Objective ▸
Repeat each line exactly as it is written.

______

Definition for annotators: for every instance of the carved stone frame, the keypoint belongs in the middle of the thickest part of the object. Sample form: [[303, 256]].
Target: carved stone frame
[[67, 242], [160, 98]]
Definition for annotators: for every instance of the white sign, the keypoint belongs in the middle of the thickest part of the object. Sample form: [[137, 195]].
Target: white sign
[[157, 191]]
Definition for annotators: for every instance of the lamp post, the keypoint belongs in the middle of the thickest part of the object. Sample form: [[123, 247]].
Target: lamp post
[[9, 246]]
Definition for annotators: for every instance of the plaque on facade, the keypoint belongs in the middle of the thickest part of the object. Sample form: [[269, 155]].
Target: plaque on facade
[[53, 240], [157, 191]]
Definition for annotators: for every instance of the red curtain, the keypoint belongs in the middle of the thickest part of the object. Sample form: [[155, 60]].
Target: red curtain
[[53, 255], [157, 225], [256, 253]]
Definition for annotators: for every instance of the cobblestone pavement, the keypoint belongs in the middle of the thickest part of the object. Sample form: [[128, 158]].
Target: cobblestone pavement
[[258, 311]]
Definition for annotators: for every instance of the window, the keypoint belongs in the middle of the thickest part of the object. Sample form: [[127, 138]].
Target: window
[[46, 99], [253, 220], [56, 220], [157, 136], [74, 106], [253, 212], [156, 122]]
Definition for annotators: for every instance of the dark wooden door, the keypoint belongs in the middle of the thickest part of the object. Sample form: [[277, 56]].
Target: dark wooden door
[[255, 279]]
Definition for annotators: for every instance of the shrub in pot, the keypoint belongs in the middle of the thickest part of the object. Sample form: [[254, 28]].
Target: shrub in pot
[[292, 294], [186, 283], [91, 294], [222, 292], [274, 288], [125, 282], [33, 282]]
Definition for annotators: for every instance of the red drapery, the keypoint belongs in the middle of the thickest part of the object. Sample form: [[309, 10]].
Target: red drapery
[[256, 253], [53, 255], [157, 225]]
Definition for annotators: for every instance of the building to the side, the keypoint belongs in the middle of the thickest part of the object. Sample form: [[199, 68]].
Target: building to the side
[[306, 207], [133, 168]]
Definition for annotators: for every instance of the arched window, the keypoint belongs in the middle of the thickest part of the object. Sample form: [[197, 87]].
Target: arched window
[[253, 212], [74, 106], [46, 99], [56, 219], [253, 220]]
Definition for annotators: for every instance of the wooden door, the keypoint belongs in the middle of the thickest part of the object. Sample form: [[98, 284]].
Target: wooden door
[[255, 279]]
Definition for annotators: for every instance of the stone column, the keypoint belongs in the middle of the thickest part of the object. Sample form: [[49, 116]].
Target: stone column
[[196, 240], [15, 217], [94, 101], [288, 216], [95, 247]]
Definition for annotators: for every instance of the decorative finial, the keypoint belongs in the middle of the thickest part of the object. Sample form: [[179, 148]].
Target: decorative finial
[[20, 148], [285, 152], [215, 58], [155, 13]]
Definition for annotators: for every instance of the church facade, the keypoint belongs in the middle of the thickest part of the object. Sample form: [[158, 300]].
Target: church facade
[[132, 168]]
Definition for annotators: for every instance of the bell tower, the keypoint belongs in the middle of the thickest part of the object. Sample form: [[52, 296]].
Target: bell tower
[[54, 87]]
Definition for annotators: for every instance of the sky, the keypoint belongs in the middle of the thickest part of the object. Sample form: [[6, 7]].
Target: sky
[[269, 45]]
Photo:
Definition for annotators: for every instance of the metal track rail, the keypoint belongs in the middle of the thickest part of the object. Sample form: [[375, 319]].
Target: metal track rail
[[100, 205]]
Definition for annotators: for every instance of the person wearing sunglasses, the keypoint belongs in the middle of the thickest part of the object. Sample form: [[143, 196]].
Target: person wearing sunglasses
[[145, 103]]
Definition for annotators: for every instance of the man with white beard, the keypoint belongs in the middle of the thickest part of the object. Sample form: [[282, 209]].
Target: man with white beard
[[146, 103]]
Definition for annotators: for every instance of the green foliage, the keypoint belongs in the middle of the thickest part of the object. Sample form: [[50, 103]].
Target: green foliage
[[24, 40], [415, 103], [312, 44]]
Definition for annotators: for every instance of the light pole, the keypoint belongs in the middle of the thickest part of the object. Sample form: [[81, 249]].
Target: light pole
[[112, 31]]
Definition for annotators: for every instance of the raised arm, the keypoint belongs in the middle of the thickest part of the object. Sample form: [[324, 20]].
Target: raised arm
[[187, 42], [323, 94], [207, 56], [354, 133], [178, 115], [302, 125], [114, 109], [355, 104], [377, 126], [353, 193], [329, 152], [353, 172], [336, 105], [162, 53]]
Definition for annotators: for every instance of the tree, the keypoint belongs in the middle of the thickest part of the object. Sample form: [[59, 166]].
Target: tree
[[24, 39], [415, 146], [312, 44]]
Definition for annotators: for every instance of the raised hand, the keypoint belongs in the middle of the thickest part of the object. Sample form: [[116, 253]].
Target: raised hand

______

Task result ▸
Definition for annotators: for every instance of the carved stone frame, the keypoint belongs in the middle of the thickest part of the object. Sample form: [[303, 256]].
Target: carved stone frame
[[67, 242], [160, 98]]
Definition for annotators: for every instance of the white sign, the keypoint belongs in the middle of the thickest part of the object. Sample form: [[137, 195]].
Target: white sign
[[157, 191]]
Definition for annotators: for every instance of the lamp post, the keypoint belongs in the middle of the thickest part of the object. Sample form: [[123, 247]].
Target: lamp post
[[9, 246]]
Definition for annotators: for every instance of the plaque on facade, the keypoint belongs in the middle of the thickest part of the object. Sample form: [[269, 155]].
Target: plaque on facade
[[53, 240], [157, 191]]
Definition for annotators: for every instance of the red curtain, the keypoint belongs in the middle of the thickest part of the object. Sample form: [[155, 60]].
Target: red curtain
[[53, 255], [157, 225], [256, 253]]
Definition for annotators: for every instance of the cobblestone pavement, the keypoint belongs in the middle of the thickest part of the object. Sample form: [[128, 158]].
Target: cobblestone pavement
[[258, 311]]
Definition for annotators: for every instance of the window, the keypoint belongs in the middle of the thickest part of the object. Sample form: [[127, 138]].
Target: window
[[46, 99], [253, 220], [56, 220], [157, 136], [74, 106], [253, 212], [156, 122]]
Definition for annotators: for every instance of the dark wooden door, the keypoint belongs in the middle of the thickest part of the object. Sample form: [[277, 56]].
Target: dark wooden door
[[255, 279]]
Definition for annotators: for every instance of the shrub in pot, the keypoint belongs in the middle of the thickest part of the object. Sample form: [[254, 28]].
Target: shrub in pot
[[292, 294], [186, 283], [91, 294], [222, 292], [274, 288], [125, 282], [33, 282]]
Definition for annotators: for every instance of the red drapery, the keypoint belongs in the middle of the thickest part of the object. Sample form: [[309, 10]].
Target: red drapery
[[256, 253], [53, 255], [157, 225]]
Definition for annotators: for every instance of the building to the side, the keypoint belongs in the middle of the thickest part of the object. Sample form: [[199, 68]].
Target: building to the side
[[306, 207], [133, 168]]
Definition for annotators: for every instance of the arched window, the keypoint belongs in the middle of the thickest part of the object. Sample form: [[197, 87]].
Target: arched window
[[253, 212], [74, 106], [46, 99], [56, 219], [253, 220]]
Definition for annotators: for every instance of the wooden door, the keypoint belongs in the middle of the thickest part of the object. Sample form: [[98, 284]].
Target: wooden door
[[255, 279]]
Definition for annotators: for every instance of the stone column, the keypoint belongs in the middle of the thickest part of the object. Sample form: [[49, 116]].
Target: stone column
[[196, 240], [15, 217], [94, 101], [288, 216], [95, 247]]
Definition for annotators: for every instance of the decorative finial, the keypoint belongs in the middle of the thickest part of the object. Sample form: [[179, 148]].
Target: decorative finial
[[20, 148], [285, 152], [215, 58], [155, 13]]
Definition for annotators: for every instance of the church facade, the keypoint belongs in the middle of the thickest part of the object. Sample form: [[158, 300]].
Target: church facade
[[132, 168]]
Definition for annotators: for every instance of the bell tower, the keypoint belongs in the middle of the thickest part of the object. Sample form: [[52, 296]].
Target: bell tower
[[54, 87]]
Definition for annotators: for every instance of the sky, the keypoint belongs in the middle of the thickest part of the object. Sample form: [[6, 7]].
Target: sky
[[269, 45]]
Photo:
Definition for annotators: for every instance of the metal track rail, the keypoint belongs in the middle of the thickest part of the object. Sample form: [[375, 319]].
Target: metal track rail
[[100, 205]]
Definition for annotators: for every instance of the person wearing sunglasses, the keypoint belongs in the middle of the thickest part of the object. Sample form: [[143, 196]].
Target: person wearing sunglasses
[[145, 103]]
Definition for annotators: for every instance of the man with white beard, the keypoint belongs in the middle of the thickest part of the object. Sample form: [[282, 209]].
Target: man with white beard
[[146, 103]]
Definition for annotators: for every instance of the green foliage, the keypoint belongs in the middle of the thickest part of the object. Sample form: [[50, 103]].
Target: green foliage
[[24, 40], [415, 103], [312, 44]]
Definition for annotators: for every instance of the light pole, the keypoint belongs in the middle of the thickest part of the object. Sample form: [[81, 249]].
Target: light pole
[[112, 31]]
Definition for annotators: for every instance of the raised arm, the keypoint belongs in the middle of the thickest part of the object. Sample form: [[324, 20]].
Target: raised arm
[[187, 42], [323, 94], [207, 56], [354, 133], [178, 115], [302, 125], [114, 109], [355, 104], [377, 126], [353, 193], [329, 152], [353, 172], [336, 105], [162, 53]]
Definition for annotators: for every instance of the tree, the keypoint belongs in the middle of the thickest part of the object. Sample form: [[59, 166]].
Target: tree
[[24, 39], [415, 146], [312, 44]]
Definition for annotators: for every instance of the raised hand, the keypoint belongs in the middle of the thickest part of the object. Sample form: [[116, 253]].
Target: raised hand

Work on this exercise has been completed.